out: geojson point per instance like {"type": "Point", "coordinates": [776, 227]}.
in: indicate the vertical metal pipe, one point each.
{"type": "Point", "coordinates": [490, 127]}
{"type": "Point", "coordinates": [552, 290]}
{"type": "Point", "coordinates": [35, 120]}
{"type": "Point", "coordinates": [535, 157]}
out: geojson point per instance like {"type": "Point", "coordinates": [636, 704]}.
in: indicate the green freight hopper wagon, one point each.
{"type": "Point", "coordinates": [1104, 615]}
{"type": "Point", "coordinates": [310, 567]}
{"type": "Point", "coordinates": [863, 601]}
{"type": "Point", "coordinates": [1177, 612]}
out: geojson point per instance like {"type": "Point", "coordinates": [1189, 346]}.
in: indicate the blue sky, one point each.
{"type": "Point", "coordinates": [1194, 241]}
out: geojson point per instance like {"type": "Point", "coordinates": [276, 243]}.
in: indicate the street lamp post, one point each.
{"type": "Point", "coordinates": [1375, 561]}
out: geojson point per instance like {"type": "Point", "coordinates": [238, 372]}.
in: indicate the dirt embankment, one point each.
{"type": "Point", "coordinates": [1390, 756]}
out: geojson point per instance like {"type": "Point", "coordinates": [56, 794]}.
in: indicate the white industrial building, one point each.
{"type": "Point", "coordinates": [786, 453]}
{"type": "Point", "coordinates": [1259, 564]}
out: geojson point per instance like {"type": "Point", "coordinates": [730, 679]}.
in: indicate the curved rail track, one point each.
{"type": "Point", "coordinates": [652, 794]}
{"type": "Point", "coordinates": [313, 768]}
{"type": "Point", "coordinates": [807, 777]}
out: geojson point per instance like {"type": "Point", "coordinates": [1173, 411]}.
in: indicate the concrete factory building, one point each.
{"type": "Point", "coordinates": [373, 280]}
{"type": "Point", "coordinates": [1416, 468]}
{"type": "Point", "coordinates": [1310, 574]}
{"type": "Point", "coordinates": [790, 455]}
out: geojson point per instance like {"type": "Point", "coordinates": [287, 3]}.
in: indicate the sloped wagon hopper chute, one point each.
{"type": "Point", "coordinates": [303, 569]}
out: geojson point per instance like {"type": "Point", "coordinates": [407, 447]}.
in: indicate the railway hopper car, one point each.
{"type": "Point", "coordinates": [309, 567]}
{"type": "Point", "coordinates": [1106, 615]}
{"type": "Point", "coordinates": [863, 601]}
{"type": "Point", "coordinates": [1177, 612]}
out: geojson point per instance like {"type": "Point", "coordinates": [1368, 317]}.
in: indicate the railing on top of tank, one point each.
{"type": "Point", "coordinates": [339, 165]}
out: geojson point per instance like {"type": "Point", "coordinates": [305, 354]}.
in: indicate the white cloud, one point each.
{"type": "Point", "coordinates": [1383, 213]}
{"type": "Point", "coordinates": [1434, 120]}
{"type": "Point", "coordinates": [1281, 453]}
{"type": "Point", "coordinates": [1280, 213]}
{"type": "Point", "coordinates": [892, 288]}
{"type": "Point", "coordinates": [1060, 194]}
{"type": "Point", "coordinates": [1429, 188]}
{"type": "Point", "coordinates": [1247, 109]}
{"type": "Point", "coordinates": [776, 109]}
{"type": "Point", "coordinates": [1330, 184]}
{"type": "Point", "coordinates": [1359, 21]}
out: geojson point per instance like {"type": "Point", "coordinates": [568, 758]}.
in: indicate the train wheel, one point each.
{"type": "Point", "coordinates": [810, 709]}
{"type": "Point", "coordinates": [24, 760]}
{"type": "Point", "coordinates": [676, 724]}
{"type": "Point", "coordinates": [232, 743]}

Requirement: Print out the whole listing, with every line exactly as it appears.

Problem solution:
out: geojson point per instance like {"type": "Point", "coordinates": [776, 227]}.
in: indicate the vertical metal pipe, one point each.
{"type": "Point", "coordinates": [490, 127]}
{"type": "Point", "coordinates": [552, 290]}
{"type": "Point", "coordinates": [35, 120]}
{"type": "Point", "coordinates": [535, 157]}
out: geojson point per instance like {"type": "Point", "coordinates": [636, 704]}.
in: indicate the green freight hopper wagon, one point each.
{"type": "Point", "coordinates": [1104, 615]}
{"type": "Point", "coordinates": [310, 567]}
{"type": "Point", "coordinates": [863, 601]}
{"type": "Point", "coordinates": [1177, 612]}
out: geojson point per instance like {"type": "Point", "coordinates": [1189, 346]}.
in: indicate the blue sky, one point each.
{"type": "Point", "coordinates": [1194, 241]}
out: geojson point per instance like {"type": "Point", "coordinates": [276, 243]}.
in: indicate the street lamp post, one point each.
{"type": "Point", "coordinates": [1375, 561]}
out: geojson point per instance like {"type": "Point", "coordinates": [238, 372]}.
in: indicate the dirt embankment, one point each.
{"type": "Point", "coordinates": [1390, 756]}
out: geojson point per instance like {"type": "Point", "coordinates": [56, 794]}.
in: indicate the white industrial building, one point each.
{"type": "Point", "coordinates": [786, 453]}
{"type": "Point", "coordinates": [1259, 564]}
out: geojson point per instance like {"type": "Point", "coordinates": [730, 679]}.
in: indicate the curved rail track, one point each.
{"type": "Point", "coordinates": [652, 794]}
{"type": "Point", "coordinates": [313, 768]}
{"type": "Point", "coordinates": [807, 777]}
out: geojson point per instance like {"type": "Point", "coordinates": [1173, 411]}.
in: indicate the concrete factory building, one point each.
{"type": "Point", "coordinates": [373, 280]}
{"type": "Point", "coordinates": [1416, 468]}
{"type": "Point", "coordinates": [1310, 574]}
{"type": "Point", "coordinates": [790, 455]}
out: geojson point per instance like {"type": "Point", "coordinates": [287, 3]}.
in: indicate the sloped wagon hopper chute, one point each.
{"type": "Point", "coordinates": [303, 569]}
out: geojson point per instance like {"type": "Point", "coordinates": [407, 447]}.
in: indicate the railway hopper car, one point each.
{"type": "Point", "coordinates": [309, 567]}
{"type": "Point", "coordinates": [1106, 615]}
{"type": "Point", "coordinates": [863, 601]}
{"type": "Point", "coordinates": [1177, 612]}
out: geojson point per instance like {"type": "Point", "coordinates": [1368, 317]}.
in: indicate the railing on top of tank, one point each.
{"type": "Point", "coordinates": [339, 165]}
out: geojson point per instance like {"type": "Point", "coordinates": [305, 354]}.
in: indicate the white cloud, one point each.
{"type": "Point", "coordinates": [1383, 213]}
{"type": "Point", "coordinates": [1434, 120]}
{"type": "Point", "coordinates": [1281, 453]}
{"type": "Point", "coordinates": [1280, 213]}
{"type": "Point", "coordinates": [892, 288]}
{"type": "Point", "coordinates": [1060, 194]}
{"type": "Point", "coordinates": [1429, 188]}
{"type": "Point", "coordinates": [1247, 109]}
{"type": "Point", "coordinates": [776, 109]}
{"type": "Point", "coordinates": [1330, 184]}
{"type": "Point", "coordinates": [1359, 21]}
out: geojson point per instance like {"type": "Point", "coordinates": [568, 758]}.
in: indicate the train wheel, one point each.
{"type": "Point", "coordinates": [810, 709]}
{"type": "Point", "coordinates": [24, 760]}
{"type": "Point", "coordinates": [676, 724]}
{"type": "Point", "coordinates": [232, 743]}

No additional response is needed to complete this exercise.